How to complete this task — All pictures must be dropped, while the entries are given again word for word.

Records supplied —
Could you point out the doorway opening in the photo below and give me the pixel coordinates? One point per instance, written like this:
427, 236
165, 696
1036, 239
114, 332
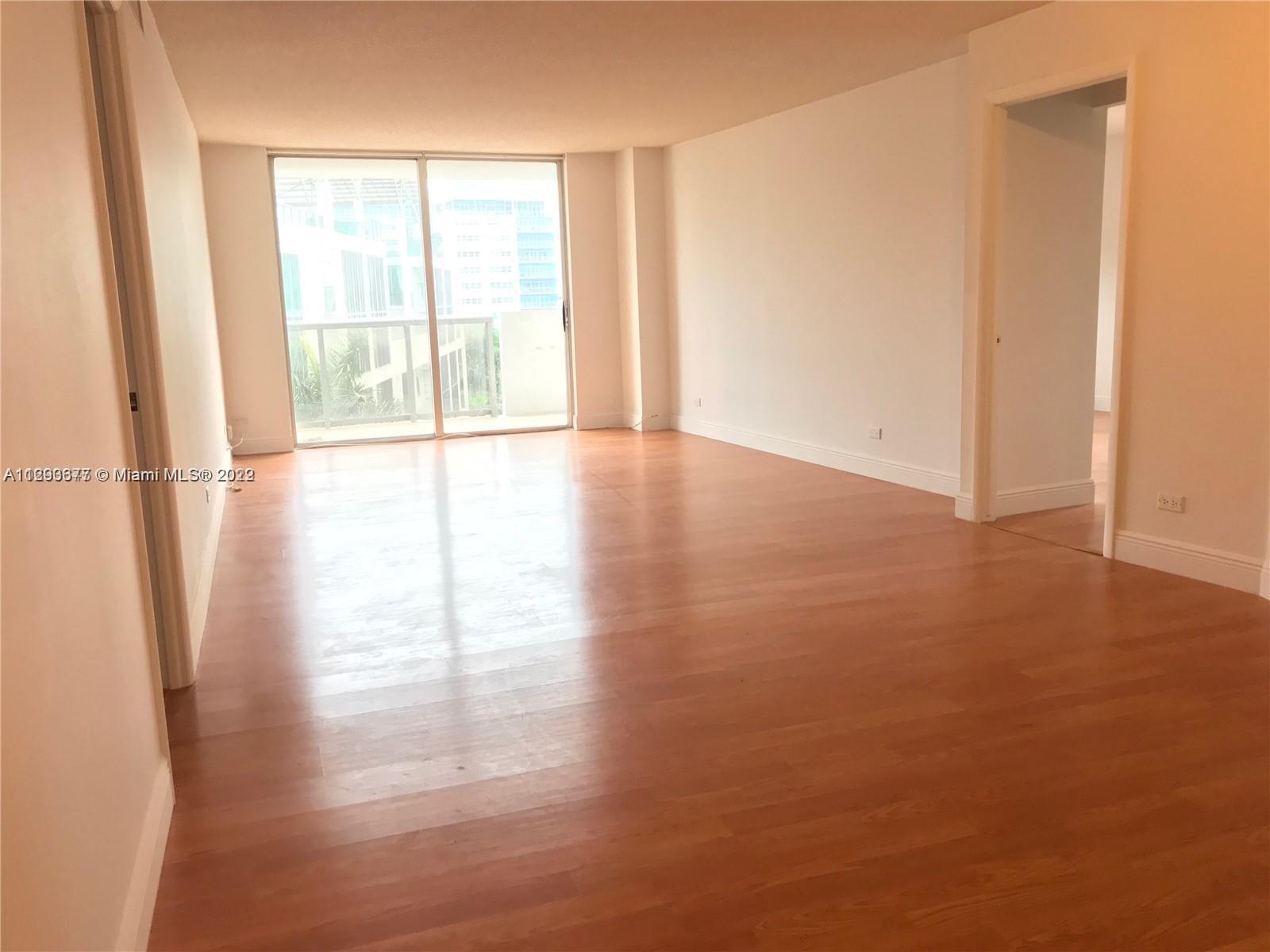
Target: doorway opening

Output —
Could you point out the doorway opening in the photo below and give me the pixel coordinates? One point per instance, written like this:
427, 236
165, 696
1036, 239
114, 332
Target: doorway opening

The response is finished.